**Exercise brief**
Repeat exactly, and only, the lines from the line containing "Review step: verify that every instance of the cookie" through the last line of the records below, including both.

**Recorded data**
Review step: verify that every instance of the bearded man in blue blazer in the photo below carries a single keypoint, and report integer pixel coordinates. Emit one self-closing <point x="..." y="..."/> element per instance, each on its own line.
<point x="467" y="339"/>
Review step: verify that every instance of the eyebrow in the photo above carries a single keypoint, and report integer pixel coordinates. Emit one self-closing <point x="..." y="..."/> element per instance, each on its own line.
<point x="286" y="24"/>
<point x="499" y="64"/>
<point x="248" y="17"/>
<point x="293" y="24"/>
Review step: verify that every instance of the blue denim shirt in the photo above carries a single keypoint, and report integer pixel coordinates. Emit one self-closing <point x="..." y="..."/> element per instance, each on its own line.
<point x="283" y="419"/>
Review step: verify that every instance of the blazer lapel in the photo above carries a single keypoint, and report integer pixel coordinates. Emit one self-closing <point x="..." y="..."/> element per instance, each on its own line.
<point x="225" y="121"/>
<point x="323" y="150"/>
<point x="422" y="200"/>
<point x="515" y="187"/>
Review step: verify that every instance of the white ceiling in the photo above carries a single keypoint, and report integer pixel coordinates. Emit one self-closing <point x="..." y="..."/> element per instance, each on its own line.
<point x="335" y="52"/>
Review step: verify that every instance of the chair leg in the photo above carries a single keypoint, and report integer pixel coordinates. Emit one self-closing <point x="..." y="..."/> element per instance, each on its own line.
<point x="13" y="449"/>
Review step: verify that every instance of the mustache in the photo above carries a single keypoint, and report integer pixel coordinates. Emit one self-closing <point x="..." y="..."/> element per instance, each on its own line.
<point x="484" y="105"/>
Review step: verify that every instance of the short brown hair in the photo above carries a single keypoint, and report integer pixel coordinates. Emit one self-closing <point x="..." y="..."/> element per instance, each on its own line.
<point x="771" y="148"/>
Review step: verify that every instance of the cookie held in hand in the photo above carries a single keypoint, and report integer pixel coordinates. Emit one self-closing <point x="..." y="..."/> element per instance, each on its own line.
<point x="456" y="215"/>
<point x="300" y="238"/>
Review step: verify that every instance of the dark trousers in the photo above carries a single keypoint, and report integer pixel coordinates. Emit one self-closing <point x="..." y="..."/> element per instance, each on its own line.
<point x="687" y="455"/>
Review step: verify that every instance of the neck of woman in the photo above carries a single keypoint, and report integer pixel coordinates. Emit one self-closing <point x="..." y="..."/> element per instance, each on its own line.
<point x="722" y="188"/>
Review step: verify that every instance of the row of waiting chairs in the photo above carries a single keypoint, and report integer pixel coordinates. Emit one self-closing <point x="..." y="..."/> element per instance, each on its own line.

**Task response**
Review step: verify that every instance of the cookie held in hand in the photo above carries a single keypoint, and report integer pixel coordinates. Emit one self-closing <point x="..." y="..."/> element per instance, each on its own line.
<point x="456" y="215"/>
<point x="300" y="238"/>
Review step: verify that every instance of the dark trousers in the photo above carries a single keypoint, and report integer pixel coordinates. Emit one self-closing <point x="..." y="..."/> element per instance, each on its own line.
<point x="687" y="455"/>
Review step: verify that every instance of the neck of woman in the photo above carries a single keypoint, and report integer pixel coordinates. Emit one self-closing <point x="..." y="..."/> element per instance, each on its own line.
<point x="722" y="188"/>
Review step: verify that every instance of the row of waiting chairs in the photo above carries a single keypoint, and report integer pixel coordinates. Emit one self-closing <point x="..." y="..."/> element per instance, each on its own line.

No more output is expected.